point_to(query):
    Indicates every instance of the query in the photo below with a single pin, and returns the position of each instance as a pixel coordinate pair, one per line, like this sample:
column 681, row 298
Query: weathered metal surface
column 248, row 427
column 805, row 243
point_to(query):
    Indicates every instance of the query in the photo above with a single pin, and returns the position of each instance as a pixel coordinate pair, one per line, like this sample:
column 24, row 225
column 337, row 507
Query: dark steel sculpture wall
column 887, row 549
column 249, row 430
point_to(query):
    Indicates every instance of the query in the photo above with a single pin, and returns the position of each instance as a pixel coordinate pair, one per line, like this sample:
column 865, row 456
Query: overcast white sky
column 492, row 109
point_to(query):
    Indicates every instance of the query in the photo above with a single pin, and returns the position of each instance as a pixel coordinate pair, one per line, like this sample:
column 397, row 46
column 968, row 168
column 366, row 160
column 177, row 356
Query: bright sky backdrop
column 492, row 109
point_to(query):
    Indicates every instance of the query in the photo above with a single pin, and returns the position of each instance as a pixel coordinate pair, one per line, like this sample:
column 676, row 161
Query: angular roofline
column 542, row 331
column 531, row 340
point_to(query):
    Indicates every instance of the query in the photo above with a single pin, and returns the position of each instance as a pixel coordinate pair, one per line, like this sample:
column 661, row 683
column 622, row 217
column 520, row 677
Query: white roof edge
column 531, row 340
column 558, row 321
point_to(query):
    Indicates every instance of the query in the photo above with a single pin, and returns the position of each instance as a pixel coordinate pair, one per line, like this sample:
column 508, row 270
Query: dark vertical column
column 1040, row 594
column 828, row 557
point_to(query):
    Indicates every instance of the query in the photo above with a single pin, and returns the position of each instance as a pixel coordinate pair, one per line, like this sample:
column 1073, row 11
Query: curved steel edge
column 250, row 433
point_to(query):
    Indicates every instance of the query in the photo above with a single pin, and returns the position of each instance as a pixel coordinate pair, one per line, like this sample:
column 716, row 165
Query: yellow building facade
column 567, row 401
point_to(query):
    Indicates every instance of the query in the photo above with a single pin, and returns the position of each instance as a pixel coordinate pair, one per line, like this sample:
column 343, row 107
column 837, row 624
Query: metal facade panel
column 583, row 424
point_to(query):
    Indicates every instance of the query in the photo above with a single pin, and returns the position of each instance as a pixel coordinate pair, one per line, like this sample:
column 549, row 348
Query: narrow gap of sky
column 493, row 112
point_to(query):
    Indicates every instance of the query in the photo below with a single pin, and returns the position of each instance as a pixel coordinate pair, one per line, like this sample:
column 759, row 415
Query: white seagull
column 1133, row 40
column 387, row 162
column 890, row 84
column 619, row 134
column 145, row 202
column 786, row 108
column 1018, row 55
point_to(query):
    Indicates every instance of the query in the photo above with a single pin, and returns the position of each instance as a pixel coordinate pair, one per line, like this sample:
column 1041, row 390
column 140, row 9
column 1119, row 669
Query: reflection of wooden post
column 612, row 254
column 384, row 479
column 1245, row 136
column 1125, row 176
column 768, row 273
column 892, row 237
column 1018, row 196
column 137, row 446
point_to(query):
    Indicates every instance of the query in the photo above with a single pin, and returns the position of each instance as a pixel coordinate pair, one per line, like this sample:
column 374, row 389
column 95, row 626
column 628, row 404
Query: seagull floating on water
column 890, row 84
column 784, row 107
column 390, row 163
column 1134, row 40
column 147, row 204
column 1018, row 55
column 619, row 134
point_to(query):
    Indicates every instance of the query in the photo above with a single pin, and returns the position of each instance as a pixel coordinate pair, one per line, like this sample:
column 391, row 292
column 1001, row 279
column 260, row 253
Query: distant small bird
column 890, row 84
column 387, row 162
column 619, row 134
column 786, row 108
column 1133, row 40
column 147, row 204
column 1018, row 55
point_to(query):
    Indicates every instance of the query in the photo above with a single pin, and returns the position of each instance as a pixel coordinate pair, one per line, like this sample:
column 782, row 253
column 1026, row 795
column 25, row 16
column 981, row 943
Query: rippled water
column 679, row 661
**********
**WHAT YOU WILL DO**
Could you rewrite all of the data above, replacing "single pin" with "single marker" and leaving everything else unchanged?

**FINAL ANSWER**
point_to(query):
    Indicates every instance of the query in the photo below with a single marker, and returns the position of each instance as a pixel coordinate pair, one per line, like this sample:
column 681, row 298
Query: weathered metal surface
column 248, row 427
column 805, row 243
point_to(query):
    Indicates every instance of the query in the photo above with a single marker, and returns the position of each instance as a pixel coordinate pair, one per line, like this sample:
column 24, row 225
column 337, row 507
Query: dark steel sculpture wall
column 887, row 549
column 249, row 430
point_to(query):
    Indicates every instance of the query in the photo above with a single marker, and returns the position of each instance as a pixel coordinate pair, one per line, like this sample:
column 865, row 456
Query: overcast white sky
column 492, row 109
point_to(query):
    Indicates every instance of the query in the photo above with a single marker, and returns the position of each instance as a pixel coordinate pair, one per line, like this sample:
column 397, row 46
column 968, row 168
column 366, row 160
column 177, row 356
Query: bright sky backdrop
column 492, row 109
point_to(query):
    Indicates every instance of the query in the photo above with a single marker, and returns the position of each instance as a pixel coordinate pair, one per line, like this sample:
column 676, row 161
Query: angular roofline
column 542, row 331
column 531, row 340
point_to(query):
    Indicates every instance of the query in the photo above with a single marker, and returns the position of each instance as a pixel coordinate pair, one per line, like this sample:
column 661, row 683
column 622, row 217
column 520, row 677
Query: white roof edge
column 531, row 340
column 558, row 321
point_to(query):
    Indicates every instance of the query in the photo above with a single marker, and returns the position of each instance as a pixel coordinate pair, one per line, like this sample:
column 508, row 270
Query: dark vertical column
column 1040, row 594
column 828, row 557
point_to(query):
    Indicates every instance of the query in the photo above with a single marker, and returns the position of each instance as a pixel coordinate pair, one per line, like this sample:
column 1073, row 11
Query: curved steel edge
column 250, row 433
point_to(query):
    Indicates every instance of the query in the photo above with a single marker, and returns the position of each instance as a pixel coordinate pair, one per line, like this sample:
column 716, row 165
Query: yellow building facade
column 567, row 401
point_to(query):
    Indicates every instance of the query in the photo above with a single marker, and returns the position of each instance as a pixel coordinate pair, one per line, like this sample:
column 343, row 107
column 837, row 624
Query: metal facade panel
column 583, row 424
point_to(query):
    Indicates every instance of the query in the photo above with a single marker, and returns the position of each instance as a pixel coordinate pair, one per line, like this sample:
column 549, row 348
Query: narrow gap of sky
column 493, row 112
point_to(query):
    Indicates every instance of the query in the photo below with a single marker, and returns the position of each instance as a pixel coordinate pair, one per line, like this sample:
column 759, row 415
Query: white seagull
column 1133, row 40
column 387, row 162
column 890, row 84
column 619, row 134
column 145, row 202
column 786, row 108
column 1018, row 55
point_to(query):
    Indicates every instance of the query in the photo above with a single marker, and returns the position of each instance as a pixel coordinate pair, one per line, like this sample:
column 1041, row 390
column 140, row 9
column 1119, row 669
Query: reflection of wooden post
column 612, row 254
column 384, row 479
column 1245, row 136
column 1125, row 176
column 768, row 273
column 892, row 237
column 1018, row 196
column 137, row 446
point_to(query):
    Indicates every instance of the query in the photo above with a single marker, and returns the position of each instance as a pixel coordinate pair, one per line, like this sample:
column 374, row 389
column 95, row 626
column 628, row 404
Query: seagull floating on water
column 890, row 84
column 784, row 107
column 390, row 163
column 1134, row 40
column 147, row 204
column 1018, row 55
column 619, row 134
point_to(query):
    Indicates every instance of the query in the photo above with a single marker, and returns the position of each instance as a pixel coordinate pair, one per line, like this sample:
column 391, row 292
column 1001, row 279
column 260, row 253
Query: distant small bird
column 890, row 84
column 387, row 162
column 619, row 134
column 786, row 108
column 1133, row 40
column 147, row 204
column 1018, row 55
point_to(query):
    Indicates every instance of the query in the photo above with a single marker, and returns the position of each instance as a pixel coordinate pair, one per line, like this sample:
column 782, row 253
column 1026, row 795
column 25, row 16
column 981, row 943
Query: rippled water
column 679, row 661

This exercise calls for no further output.